Records supplied:

┏━━

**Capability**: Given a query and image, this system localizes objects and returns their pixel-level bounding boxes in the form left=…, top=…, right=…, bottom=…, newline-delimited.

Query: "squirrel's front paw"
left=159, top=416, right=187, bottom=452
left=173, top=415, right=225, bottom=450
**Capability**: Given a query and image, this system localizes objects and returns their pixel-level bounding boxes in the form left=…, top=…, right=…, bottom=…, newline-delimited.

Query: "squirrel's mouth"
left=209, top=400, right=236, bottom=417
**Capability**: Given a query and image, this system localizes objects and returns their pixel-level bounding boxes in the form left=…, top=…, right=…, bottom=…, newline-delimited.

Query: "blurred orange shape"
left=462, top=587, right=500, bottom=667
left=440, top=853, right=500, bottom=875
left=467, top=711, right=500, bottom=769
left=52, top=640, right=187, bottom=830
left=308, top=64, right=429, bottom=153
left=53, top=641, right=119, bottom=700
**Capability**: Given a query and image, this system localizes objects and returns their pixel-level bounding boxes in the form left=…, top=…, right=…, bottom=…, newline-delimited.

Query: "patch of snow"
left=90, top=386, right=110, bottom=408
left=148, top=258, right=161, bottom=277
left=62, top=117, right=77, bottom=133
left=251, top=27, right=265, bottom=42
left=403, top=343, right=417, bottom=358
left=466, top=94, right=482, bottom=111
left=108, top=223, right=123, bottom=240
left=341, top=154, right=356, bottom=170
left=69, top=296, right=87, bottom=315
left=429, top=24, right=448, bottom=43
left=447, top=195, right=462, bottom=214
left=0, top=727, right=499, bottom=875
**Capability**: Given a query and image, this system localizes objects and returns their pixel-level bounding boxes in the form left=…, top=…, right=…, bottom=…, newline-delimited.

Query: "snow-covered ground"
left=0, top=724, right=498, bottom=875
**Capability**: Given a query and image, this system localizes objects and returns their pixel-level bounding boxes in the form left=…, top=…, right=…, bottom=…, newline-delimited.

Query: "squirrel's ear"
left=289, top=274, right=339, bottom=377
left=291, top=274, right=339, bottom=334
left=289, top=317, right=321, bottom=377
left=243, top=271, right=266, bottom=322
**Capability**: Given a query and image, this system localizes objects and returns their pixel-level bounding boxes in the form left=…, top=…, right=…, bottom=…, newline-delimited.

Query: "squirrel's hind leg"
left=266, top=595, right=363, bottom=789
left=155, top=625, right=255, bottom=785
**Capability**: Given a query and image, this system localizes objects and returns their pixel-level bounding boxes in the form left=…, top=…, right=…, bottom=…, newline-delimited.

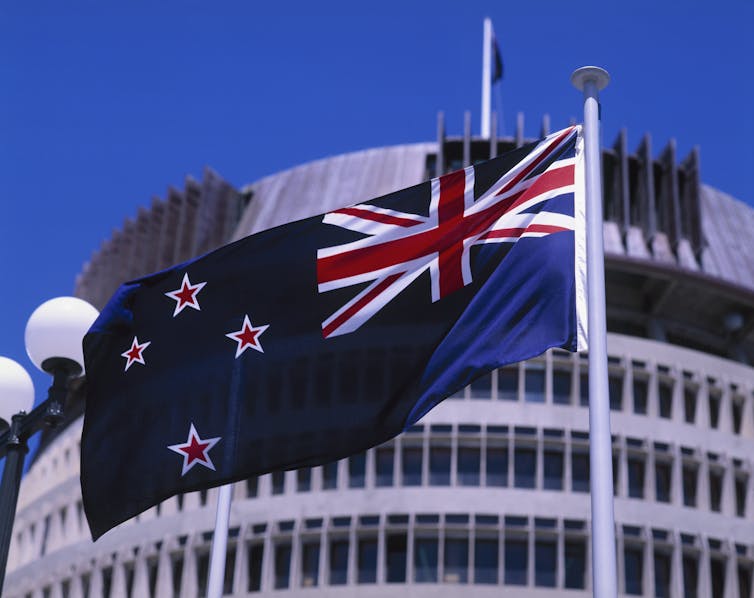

┗━━

Word for word, write out each of the records, but not the pictures.

Output of the task:
**Capability**: Given a query and image, this system localizes objects and returns their pixel-level bounding boxes in the form left=…, top=…, right=…, bottom=…, newline-delimited.

Query: "squirrel's front paw"
left=159, top=416, right=187, bottom=452
left=173, top=415, right=225, bottom=450
**Capability**: Given a query and image, this system localizes objects and returns their pixel-level bounding boxes in the form left=…, top=…, right=…, bottom=…, newline-delimited.

Query: "squirrel's mouth"
left=209, top=400, right=236, bottom=417
**Capability**: Given a query and image, this system localizes objects and returns their pixel-level bounding boxes in the form left=…, top=…, right=…, bottom=…, newline-delimited.

Query: "blurred orange shape"
left=462, top=587, right=500, bottom=667
left=440, top=853, right=500, bottom=875
left=467, top=711, right=500, bottom=769
left=52, top=640, right=187, bottom=830
left=308, top=64, right=429, bottom=153
left=53, top=641, right=119, bottom=700
**Capability**: Given a query and image, this system localizes objects and returns their pixel-level bounding boxes in the form left=…, top=…, right=…, bottom=…, newline-delimited.

Query: "patch of snow"
left=90, top=386, right=110, bottom=408
left=148, top=258, right=161, bottom=277
left=62, top=117, right=77, bottom=133
left=251, top=27, right=265, bottom=42
left=403, top=343, right=417, bottom=358
left=466, top=94, right=482, bottom=111
left=108, top=223, right=123, bottom=240
left=341, top=154, right=356, bottom=170
left=69, top=296, right=87, bottom=315
left=429, top=24, right=448, bottom=43
left=447, top=195, right=462, bottom=214
left=0, top=727, right=499, bottom=875
**Capability**: Given a query and image, this system localizes objects and returns their pixel-level bounding boxes in the form left=…, top=…, right=…, bottom=…, newline-delimited.

Query: "snow-covered ground"
left=0, top=724, right=498, bottom=875
**Capability**: Given a query and image, this system localizes objects and returns their pixel-level bounding boxes in the form left=…, top=…, right=…, bottom=…, newline-delimited.

Query: "squirrel's ear"
left=289, top=274, right=339, bottom=377
left=291, top=274, right=339, bottom=334
left=289, top=317, right=321, bottom=377
left=243, top=271, right=266, bottom=322
**Capability**: Given a query and image, this system localizes objects and returns their pixel-level bounding boxes in the form left=…, top=…, right=…, bottom=…, newline-delimited.

Query: "squirrel's hind leg"
left=266, top=595, right=363, bottom=789
left=155, top=625, right=255, bottom=785
**Capability**: Given a query and image, this system localizes objects and returns their pixel-level bounding boxes in the form left=…, top=…, right=…, bottom=…, newline-delimited.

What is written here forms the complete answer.